EXERCISE INPUT
=-=-=-=-=
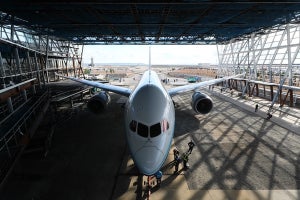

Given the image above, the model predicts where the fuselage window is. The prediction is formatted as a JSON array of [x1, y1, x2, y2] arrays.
[[150, 123, 161, 137], [129, 120, 137, 132], [161, 119, 169, 132], [137, 123, 148, 137]]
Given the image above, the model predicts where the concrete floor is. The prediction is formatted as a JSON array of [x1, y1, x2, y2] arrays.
[[0, 85, 300, 200]]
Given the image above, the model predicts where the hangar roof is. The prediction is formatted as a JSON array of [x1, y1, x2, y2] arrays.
[[0, 0, 300, 44]]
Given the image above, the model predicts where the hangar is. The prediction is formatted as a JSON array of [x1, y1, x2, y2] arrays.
[[0, 0, 300, 198]]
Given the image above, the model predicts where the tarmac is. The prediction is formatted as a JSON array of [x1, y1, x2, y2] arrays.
[[0, 79, 300, 200]]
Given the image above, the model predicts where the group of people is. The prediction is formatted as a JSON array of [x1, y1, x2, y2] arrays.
[[173, 141, 195, 173]]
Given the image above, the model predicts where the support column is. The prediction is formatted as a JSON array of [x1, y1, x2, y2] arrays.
[[34, 53, 42, 89], [45, 35, 49, 83], [26, 51, 36, 94], [0, 52, 14, 113]]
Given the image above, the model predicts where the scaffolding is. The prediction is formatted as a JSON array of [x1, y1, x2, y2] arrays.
[[0, 12, 83, 183]]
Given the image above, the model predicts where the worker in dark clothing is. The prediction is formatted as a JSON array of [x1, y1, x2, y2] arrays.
[[173, 149, 181, 173], [255, 104, 258, 112], [155, 171, 162, 187], [182, 153, 189, 169], [267, 113, 273, 119], [187, 140, 195, 154]]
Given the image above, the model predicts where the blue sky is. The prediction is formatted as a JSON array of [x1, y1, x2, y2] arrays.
[[83, 45, 218, 65]]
=-=-=-=-=
WRITTEN TASK
Rewrite all the data above with every "predicts" changed to "estimates" and nothing else altered. Omit the pictures.

ANSWER TO THE TASK
Given the image above, the model estimates where the fuselage window is. The prediction is formatted as a JSON array of [x1, y1, x2, y2] arrays.
[[150, 123, 161, 137], [129, 120, 137, 132], [161, 119, 169, 132], [137, 123, 148, 137]]
Given the image above, the model estimates where the concrete floor is. The prediction is formatted as a JSON array of [x1, y1, x2, y2] arrays.
[[0, 85, 300, 200]]
Given the image above, the model estimates where the hangar roof is. The prediction is formatted as a JSON array of [x1, y1, x2, y2] arrays.
[[0, 0, 300, 44]]
Given the image above, the model estimates where the hangar is. The prediction is formatted as a JSON array of [x1, y1, x2, y2] arrays.
[[0, 0, 300, 198]]
Given the image above, the model estimates where the tarmac is. The prediction is formatted as a JSON array of [x1, y1, x2, y2] arrays.
[[0, 79, 300, 200]]
Given the image above, the model estimates where the group of people is. The prediction is formatted as a JSON array of [x1, y1, x2, y2] arrays.
[[173, 141, 195, 173]]
Given the image above, the model estimates where the support column is. The prediction is formatted as a JSON array of [x1, y1, x2, y2] arrays.
[[34, 53, 42, 89], [45, 35, 49, 83], [26, 51, 36, 94], [0, 52, 14, 113]]
Given the image above, the model estimates where the scaffolding is. The prediction is formatted as a JSON array of [x1, y1, x2, y2] arrays.
[[0, 12, 83, 183]]
Given the image above, the model estimates where the worker in dark clothing is. The prediction is formatted as a JSON array of [x1, y1, x2, y2] arrays.
[[173, 149, 181, 173], [255, 104, 258, 112], [155, 171, 162, 187], [182, 153, 189, 169], [267, 113, 273, 119], [187, 140, 195, 154]]
Given the image above, the model estimates where the blue sky is. The prediction is formatted as a JSON array of [x1, y1, x2, y2] arrays.
[[83, 45, 218, 65]]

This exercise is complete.